**READING PASSAGE**
============================================================
With us today, John Bogdasarian. How are you doing, John?
John Bogdasarian: I’m doing great.
Joe Fairless: That’s great to hear, nice to have you on the show. A little bit about John – he is the president of Promanas Group, a real estate investment firm. He began with nine initial investors, and has strategically guided the firm to serving over 300 investors today. They’ve got ownership in multiple entities with more than two million square feet of industrial warehouse and distribution space, and has well over one million square feet of office space.
He’s got a CCIM designation, had it for 1999 to 2018. What is that math? That is about 20 — is that almost 20 years?
John Bogdasarian: I’m that old.
Joe Fairless: Holy moly. That’s crazy, almost 20 years. Based in Ann Arbor, Michigan. With that being said, John, do you wanna give the Best Ever listeners a little bit more about your current background and your current focus?
John Bogdasarian: Yeah, I started out as a residential agent. I was actually just a broker, selling houses, and I started figuring out very quickly that I was always working myself out of a job; you only got to eat what you killed. So I started buying single-family homes, and I built a portfolio of about 20 single-family homes, doing very low down – and even zero down – type deals, because of course, I didn’t have any money. That’s where I really cut my teeth, in that real estate residential arena.
============================================================
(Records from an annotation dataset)
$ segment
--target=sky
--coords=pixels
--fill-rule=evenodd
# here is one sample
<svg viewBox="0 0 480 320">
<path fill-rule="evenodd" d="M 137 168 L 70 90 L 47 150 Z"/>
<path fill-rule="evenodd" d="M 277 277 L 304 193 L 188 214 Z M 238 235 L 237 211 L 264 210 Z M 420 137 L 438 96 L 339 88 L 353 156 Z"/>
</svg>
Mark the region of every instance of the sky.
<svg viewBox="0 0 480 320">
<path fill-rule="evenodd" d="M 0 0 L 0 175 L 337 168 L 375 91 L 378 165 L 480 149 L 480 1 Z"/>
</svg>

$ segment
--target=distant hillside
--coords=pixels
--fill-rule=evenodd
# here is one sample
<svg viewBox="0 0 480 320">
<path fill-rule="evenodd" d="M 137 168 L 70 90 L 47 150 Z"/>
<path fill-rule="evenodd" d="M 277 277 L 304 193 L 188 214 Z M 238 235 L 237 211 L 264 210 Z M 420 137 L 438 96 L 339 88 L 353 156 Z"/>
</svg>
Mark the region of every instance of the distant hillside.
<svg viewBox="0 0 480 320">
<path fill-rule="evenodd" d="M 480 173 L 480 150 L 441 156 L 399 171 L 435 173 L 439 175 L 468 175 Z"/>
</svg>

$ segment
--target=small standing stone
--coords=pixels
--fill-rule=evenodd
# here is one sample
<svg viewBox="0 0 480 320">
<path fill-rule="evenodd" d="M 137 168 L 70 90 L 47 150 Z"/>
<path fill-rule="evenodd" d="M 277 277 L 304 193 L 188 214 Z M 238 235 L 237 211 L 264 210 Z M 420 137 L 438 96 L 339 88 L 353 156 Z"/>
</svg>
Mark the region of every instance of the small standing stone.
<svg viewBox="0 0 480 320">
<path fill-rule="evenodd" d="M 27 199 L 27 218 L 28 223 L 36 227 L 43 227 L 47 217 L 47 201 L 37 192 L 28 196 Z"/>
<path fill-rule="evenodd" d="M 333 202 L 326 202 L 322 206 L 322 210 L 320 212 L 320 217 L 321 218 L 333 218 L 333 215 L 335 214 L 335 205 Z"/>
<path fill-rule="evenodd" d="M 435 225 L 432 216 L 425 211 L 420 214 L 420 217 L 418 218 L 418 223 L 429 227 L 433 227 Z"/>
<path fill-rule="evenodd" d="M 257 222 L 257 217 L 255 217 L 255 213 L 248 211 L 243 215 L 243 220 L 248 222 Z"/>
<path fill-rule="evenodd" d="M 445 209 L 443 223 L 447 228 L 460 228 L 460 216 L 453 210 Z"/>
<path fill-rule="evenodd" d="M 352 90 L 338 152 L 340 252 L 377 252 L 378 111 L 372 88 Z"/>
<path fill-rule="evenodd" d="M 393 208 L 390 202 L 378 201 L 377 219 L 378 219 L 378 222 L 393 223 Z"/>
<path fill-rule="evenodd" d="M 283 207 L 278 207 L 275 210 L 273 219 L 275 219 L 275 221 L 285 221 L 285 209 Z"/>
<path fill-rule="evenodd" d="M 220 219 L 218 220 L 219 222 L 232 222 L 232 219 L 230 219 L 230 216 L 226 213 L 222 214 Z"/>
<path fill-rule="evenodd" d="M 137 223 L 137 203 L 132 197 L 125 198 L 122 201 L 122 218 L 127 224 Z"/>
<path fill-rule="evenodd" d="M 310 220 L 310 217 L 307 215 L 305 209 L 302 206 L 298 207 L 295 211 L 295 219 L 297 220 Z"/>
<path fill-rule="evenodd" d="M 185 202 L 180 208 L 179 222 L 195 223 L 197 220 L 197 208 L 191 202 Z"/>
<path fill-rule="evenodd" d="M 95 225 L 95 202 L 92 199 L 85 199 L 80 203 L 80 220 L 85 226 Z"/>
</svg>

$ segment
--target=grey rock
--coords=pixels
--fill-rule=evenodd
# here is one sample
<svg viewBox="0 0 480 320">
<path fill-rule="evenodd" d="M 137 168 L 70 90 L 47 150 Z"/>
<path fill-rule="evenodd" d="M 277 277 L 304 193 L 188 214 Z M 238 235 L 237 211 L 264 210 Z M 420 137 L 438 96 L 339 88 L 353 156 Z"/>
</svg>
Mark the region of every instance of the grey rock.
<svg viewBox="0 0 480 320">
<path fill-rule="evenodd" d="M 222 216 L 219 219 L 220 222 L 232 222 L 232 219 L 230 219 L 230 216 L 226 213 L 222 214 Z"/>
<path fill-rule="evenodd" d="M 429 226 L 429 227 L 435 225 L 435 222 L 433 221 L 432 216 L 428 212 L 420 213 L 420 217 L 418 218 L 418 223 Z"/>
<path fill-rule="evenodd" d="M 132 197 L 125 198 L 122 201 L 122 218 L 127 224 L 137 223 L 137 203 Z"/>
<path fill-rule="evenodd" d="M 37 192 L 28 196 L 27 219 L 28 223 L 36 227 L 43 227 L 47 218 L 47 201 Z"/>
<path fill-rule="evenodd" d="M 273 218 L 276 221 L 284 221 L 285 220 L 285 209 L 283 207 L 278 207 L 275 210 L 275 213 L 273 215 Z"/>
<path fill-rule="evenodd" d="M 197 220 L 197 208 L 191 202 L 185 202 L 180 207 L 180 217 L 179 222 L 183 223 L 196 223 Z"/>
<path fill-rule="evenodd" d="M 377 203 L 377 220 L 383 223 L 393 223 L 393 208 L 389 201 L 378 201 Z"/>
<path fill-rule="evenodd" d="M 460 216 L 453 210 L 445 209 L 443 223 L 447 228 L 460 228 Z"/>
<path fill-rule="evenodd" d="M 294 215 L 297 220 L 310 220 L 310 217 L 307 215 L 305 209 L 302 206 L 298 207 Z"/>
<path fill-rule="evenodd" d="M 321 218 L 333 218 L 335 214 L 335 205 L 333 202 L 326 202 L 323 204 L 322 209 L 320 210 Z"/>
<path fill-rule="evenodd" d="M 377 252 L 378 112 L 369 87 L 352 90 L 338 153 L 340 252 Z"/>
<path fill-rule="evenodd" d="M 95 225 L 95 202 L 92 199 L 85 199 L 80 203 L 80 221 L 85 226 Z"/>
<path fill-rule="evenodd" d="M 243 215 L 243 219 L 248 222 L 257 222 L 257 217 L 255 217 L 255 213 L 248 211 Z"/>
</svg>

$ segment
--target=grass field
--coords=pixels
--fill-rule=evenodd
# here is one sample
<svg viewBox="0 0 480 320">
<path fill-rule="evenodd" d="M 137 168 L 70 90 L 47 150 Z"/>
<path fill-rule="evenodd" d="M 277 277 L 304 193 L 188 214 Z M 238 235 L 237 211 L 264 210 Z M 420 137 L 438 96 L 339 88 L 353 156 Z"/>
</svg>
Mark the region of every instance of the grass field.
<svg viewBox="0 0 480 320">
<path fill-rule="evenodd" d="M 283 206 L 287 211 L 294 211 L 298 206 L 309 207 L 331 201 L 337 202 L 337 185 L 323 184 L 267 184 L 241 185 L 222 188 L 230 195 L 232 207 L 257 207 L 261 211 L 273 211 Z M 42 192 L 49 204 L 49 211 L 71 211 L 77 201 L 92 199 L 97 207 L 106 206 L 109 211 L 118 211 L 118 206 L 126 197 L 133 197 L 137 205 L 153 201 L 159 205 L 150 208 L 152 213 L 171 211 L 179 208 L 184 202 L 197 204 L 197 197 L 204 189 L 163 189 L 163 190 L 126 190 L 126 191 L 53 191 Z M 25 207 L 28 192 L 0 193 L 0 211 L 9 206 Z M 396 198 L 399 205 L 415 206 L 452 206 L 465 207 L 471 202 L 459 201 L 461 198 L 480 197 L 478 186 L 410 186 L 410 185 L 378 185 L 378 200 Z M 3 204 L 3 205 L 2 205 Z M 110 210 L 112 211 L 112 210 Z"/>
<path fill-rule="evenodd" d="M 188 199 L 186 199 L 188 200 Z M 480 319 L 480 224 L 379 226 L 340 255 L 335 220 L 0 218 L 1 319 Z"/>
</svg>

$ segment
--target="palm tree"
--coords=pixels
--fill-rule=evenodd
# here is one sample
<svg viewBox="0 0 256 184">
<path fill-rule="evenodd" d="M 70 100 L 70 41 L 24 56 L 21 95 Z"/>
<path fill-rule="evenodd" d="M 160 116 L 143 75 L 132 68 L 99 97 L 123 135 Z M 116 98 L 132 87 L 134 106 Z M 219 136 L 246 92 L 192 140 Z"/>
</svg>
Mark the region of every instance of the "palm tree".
============================================================
**JOB**
According to the interview transcript, how many initial investors did John Bogdasarian begin with at Promanas Group?

**SOLUTION FOR THIS EXERCISE**
Nine.